TASK INSTRUCTIONS:
Give back all the data exactly, line by line.
** RECORDS SUPPLIED follows **
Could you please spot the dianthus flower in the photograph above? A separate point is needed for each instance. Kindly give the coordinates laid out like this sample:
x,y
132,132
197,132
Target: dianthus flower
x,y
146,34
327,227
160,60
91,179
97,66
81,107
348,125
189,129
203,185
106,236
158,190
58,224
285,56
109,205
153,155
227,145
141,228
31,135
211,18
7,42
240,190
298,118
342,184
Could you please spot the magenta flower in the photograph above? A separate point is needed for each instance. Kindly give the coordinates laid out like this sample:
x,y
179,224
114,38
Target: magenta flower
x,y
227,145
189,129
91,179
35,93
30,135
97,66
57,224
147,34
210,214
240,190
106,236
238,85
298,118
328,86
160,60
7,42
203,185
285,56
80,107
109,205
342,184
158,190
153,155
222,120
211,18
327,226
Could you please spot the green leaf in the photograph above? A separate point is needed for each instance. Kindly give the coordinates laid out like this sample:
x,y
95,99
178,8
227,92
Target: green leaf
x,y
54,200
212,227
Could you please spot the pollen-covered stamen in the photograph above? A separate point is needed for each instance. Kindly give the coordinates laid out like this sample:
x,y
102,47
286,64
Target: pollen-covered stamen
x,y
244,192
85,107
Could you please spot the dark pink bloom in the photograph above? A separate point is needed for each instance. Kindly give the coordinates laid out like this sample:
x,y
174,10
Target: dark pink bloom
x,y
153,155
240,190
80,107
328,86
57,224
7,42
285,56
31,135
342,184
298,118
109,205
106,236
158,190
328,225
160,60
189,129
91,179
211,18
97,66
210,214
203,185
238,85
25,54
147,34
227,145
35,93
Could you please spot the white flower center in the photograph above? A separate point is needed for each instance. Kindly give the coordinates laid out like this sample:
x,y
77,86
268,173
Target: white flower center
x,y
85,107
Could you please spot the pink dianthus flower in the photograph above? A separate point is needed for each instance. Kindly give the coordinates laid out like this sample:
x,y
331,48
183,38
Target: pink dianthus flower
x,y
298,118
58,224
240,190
** End of RECORDS SUPPLIED **
RESPONSE FOR THIS EXERCISE:
Could you please spot the dianthus flower in the photograph above? A separate point is needed for each instance. Kindly give the coordinates laid out like this sample:
x,y
132,132
197,132
Target: dianthus flower
x,y
146,34
327,227
160,60
91,179
97,66
81,107
348,125
189,129
203,185
106,236
158,190
58,224
285,56
109,205
153,155
227,145
141,228
31,135
211,18
7,42
240,190
298,118
342,184
Could you please spot the magenta flower in the photograph above? A separate point is needed for each instance. Kindly give the coordinates laid out like this sample:
x,y
179,224
114,38
Target: magenta flower
x,y
227,145
189,129
91,179
35,93
30,135
97,66
57,224
147,34
210,214
240,190
106,236
238,85
298,118
328,86
160,60
7,42
203,185
285,56
80,107
109,205
342,184
158,190
153,155
222,120
211,18
327,226
Could you please spot the green leaf in the photograph above? A separate point is needed for each instance. Kindly give the coordinates laid out like this sample:
x,y
95,99
178,8
227,92
Target: green leaf
x,y
54,200
212,227
Could you please spot the pollen-covered stamen in the photograph above? A separate point is needed for each instance. Kindly give the coordinates laid out like this sample:
x,y
102,47
286,64
Target: pollen-covered stamen
x,y
244,192
85,107
Could you please spot the dark pink bloom in the photograph above? A separate point is needed for each instance. Kindly give the coordinates laid out like this sample:
x,y
174,10
Target: dark pink bloom
x,y
153,155
240,190
80,107
328,86
57,224
7,42
285,56
31,135
342,184
298,118
109,205
106,236
158,190
328,225
160,60
189,129
91,179
211,18
97,66
210,214
203,185
238,85
25,54
147,34
227,145
35,93
Could you please spot the white flower center in the photograph above? A separate point is needed for each instance. Kindly give the coordinates laid out like this sample:
x,y
77,86
268,173
Target: white flower center
x,y
85,107
Could you please spot the pink dianthus flower in the photograph above? A separate point is needed for each instance. Kindly give the coordinates laid out like this sample:
x,y
331,48
183,38
Target: pink dianthus flower
x,y
298,118
58,224
240,190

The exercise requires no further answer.